Stated goal:
Rewrite everything in the forum post from "I used to keep" down to "falling off mysteriously.", putting "garden centers" where "pet stores" stands.

Quoted text:
# Hiya



## nub3 (Sep 23, 2007)

My real name is Dan, the name nub is just an online identity I use for gaming and stuff. Im 20 years old from England.

I wasnt gonna make an introduction post because I have nothing interesting to say really but hibiscusmile bullied me into doing it (no she didnt really, she sent a nice pm to me  )

i'm not a proper breeder or expert like some of you guys but I have a general understanding and some experience keeping a few of the common species.

I used to keep mantids, other inverts and lots of reptiles when I was younger. I kept my first mantids when I was maybe 10 years old, back then I really knew nothing about them, I thought they looked poisonous and didnt even know they grew wings until I successfully kept one alive til adulthood.

So basically i've had mainly the common African species and chinese, but also I remember obtaining a few unknown species from local pet stores. I had one of those Long thin ones (I think the shop called it "Indian rose Mantis" ?) , I remember they told me they were social with eachother but their legs kept falling off mysteriously.

Also I remember some adult small green species I paid like £20 for when I was about 14 and it died 2 days later, I assume because it was about to die anyway.

I bought an ootheca from some shop not really knowing what I was in for then one day in my outdoor reptile house I saw like 150~ nymphs emerge from it. Thinking about it now, I think they looked like chinese nymphs. I did manage to get some fruit flies but still most of these ate eachother, or massacred eachother.

I sold and gave away some but the disabled ones I fed to my bearded dragons. I guess that was a bit heartless but I saw some people on here put their dying mantids in the freezer  . Thats gotta be worse  .

So anyway I kept some nice female african mantises for a few years as I got older. Im totally prejudiced of males unless for breeding purposes also I prefer green colouration and I like to purchase them from their 1st instar.

I enjoyed handling them all the time and putting them on plants in the summer and watching them catch stuff. I used to take them out places too, they were so docile. One of them used to live on my curtain when it was an adult and I'd just hand feed her crickets.

Then when I was about 16-17 my parents decided they didnt like getting £300 a month electricity bills anymore with all my lighting and heating in my reptile house. (This was really just an excuse to have a go at me  )

so I was forced to sell all that and I didnt get anymore exotics pets for a while.

I had no mantids for years until now, last week I decided to buy 2 giant asian nymphs from www.virginiacheeseman.co.uk who i've bought stuff from in the past.

hibiscusmile, your bugatorium is really nice and I may start a much smaller collection of different species like that now that I have spare time and money. It would be nice to keep a few different species of different ages.

Record excerpts:
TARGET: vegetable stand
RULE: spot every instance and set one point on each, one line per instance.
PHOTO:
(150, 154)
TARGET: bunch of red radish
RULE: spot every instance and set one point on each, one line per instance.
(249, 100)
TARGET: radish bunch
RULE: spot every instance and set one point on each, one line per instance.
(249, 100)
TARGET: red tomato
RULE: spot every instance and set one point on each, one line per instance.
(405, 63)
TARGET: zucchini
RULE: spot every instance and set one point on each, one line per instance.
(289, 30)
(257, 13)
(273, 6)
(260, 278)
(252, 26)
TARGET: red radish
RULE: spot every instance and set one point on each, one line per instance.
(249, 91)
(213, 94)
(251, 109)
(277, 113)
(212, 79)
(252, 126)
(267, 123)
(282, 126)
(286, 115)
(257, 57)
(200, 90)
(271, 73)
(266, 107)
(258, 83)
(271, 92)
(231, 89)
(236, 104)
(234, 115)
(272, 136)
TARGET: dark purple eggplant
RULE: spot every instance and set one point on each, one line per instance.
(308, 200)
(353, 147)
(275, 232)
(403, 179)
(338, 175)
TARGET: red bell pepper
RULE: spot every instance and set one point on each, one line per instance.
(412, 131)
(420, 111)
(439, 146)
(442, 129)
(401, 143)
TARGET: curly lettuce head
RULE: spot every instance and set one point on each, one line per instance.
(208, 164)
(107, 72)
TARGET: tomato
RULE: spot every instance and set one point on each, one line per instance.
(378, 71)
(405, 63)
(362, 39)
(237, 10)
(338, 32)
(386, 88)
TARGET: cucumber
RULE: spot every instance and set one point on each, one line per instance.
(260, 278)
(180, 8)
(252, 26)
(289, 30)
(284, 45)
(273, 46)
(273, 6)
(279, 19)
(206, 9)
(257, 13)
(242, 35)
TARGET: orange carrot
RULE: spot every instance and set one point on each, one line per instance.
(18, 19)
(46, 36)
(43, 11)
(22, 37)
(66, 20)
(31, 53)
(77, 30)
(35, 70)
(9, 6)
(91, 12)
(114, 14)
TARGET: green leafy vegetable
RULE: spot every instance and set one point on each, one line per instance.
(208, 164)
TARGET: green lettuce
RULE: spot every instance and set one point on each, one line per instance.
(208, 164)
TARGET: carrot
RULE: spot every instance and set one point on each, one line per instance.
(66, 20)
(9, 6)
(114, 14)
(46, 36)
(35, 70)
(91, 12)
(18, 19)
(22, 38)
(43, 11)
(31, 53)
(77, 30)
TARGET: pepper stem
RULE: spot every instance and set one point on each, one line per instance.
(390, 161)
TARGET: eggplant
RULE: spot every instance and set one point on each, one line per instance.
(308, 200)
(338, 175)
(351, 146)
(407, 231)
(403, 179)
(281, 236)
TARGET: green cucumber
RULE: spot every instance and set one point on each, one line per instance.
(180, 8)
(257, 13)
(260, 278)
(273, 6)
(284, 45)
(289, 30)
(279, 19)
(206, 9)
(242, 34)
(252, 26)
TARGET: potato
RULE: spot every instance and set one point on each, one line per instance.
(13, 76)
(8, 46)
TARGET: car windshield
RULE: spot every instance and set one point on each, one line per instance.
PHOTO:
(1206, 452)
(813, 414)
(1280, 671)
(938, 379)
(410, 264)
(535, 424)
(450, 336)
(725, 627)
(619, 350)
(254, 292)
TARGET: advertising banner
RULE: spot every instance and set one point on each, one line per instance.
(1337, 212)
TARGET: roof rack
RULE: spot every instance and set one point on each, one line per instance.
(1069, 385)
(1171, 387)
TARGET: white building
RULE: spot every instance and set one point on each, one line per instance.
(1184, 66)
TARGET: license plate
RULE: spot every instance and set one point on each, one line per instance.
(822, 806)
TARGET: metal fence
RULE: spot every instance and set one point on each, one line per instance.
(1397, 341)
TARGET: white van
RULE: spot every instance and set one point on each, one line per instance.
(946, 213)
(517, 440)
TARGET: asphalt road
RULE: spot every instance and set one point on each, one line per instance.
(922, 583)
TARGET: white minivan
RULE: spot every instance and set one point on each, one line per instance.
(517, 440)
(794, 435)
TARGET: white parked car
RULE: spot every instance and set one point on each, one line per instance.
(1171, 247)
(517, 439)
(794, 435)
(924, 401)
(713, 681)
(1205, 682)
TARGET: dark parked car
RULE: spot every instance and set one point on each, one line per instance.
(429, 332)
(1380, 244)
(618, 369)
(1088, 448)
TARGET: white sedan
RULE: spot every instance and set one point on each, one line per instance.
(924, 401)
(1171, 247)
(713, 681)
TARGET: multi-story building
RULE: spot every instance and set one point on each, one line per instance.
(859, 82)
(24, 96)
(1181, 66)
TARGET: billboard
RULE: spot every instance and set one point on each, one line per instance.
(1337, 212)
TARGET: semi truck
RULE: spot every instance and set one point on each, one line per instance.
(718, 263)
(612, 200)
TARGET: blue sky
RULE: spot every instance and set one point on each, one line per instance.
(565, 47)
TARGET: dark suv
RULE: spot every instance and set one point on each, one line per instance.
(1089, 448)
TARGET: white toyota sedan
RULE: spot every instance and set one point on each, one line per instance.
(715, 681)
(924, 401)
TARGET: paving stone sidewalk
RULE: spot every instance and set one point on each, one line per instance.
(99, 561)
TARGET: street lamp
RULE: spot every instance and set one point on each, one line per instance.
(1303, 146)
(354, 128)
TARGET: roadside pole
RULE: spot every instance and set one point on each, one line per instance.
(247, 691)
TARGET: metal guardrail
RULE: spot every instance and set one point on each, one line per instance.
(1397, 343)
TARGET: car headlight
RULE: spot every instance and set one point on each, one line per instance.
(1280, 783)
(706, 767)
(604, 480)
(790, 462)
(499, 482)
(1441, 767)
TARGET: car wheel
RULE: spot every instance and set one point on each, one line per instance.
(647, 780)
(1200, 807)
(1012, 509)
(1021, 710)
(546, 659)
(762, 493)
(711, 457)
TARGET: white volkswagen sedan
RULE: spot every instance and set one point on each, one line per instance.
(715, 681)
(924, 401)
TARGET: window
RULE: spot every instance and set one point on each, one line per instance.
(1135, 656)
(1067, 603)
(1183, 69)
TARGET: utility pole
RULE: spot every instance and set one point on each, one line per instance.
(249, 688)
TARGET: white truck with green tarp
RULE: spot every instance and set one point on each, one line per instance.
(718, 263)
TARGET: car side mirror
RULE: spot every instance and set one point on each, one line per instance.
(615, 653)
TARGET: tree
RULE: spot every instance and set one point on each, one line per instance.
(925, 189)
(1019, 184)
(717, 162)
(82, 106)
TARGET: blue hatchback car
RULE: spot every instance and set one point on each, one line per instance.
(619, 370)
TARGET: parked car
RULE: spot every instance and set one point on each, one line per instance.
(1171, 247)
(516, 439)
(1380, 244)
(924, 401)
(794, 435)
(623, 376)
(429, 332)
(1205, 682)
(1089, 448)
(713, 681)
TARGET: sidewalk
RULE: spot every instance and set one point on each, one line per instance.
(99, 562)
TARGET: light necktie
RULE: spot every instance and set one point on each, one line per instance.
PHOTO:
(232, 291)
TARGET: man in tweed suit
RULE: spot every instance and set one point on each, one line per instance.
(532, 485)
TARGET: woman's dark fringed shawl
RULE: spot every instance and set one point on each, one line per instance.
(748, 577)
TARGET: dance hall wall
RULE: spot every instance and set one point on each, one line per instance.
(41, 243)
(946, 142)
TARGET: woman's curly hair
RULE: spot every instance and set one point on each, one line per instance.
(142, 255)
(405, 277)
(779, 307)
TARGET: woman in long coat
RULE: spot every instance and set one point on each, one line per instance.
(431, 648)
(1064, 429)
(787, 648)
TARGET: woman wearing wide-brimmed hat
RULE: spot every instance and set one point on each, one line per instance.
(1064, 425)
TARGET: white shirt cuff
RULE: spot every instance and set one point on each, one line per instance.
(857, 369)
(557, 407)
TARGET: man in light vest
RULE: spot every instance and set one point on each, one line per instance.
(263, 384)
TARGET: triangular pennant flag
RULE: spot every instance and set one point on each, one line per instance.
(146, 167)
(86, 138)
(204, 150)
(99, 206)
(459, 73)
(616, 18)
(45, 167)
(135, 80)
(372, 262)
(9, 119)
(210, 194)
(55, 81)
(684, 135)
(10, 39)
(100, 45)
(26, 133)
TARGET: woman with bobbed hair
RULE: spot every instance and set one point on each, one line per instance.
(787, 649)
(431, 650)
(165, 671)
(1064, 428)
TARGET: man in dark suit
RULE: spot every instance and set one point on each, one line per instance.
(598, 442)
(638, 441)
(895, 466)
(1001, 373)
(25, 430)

Solution:
I used to keep mantids, other inverts and lots of reptiles when I was younger. I kept my first mantids when I was maybe 10 years old, back then I really knew nothing about them, I thought they looked poisonous and didnt even know they grew wings until I successfully kept one alive til adulthood.

So basically i've had mainly the common African species and chinese, but also I remember obtaining a few unknown species from local garden centers. I had one of those Long thin ones (I think the shop called it "Indian rose Mantis" ?) , I remember they told me they were social with eachother but their legs kept falling off mysteriously.